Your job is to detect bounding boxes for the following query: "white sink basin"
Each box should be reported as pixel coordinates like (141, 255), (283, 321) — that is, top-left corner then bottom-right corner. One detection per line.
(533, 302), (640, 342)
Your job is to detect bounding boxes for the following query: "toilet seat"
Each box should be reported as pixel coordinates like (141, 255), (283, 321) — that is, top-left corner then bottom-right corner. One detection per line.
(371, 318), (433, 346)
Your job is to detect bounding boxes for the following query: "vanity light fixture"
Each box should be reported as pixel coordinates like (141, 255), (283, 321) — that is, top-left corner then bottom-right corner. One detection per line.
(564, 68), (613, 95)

TASK PROMPT: From the data above, extract every line that contains the word "Your" and reproduce each one unchanged.

SOLUTION:
Your job is to detect bounding boxes for the following query: "white sink basin"
Your job is to detect bounding boxes for the following query: "toilet seat"
Your job is to detect bounding boxes for the following query: "vanity light fixture"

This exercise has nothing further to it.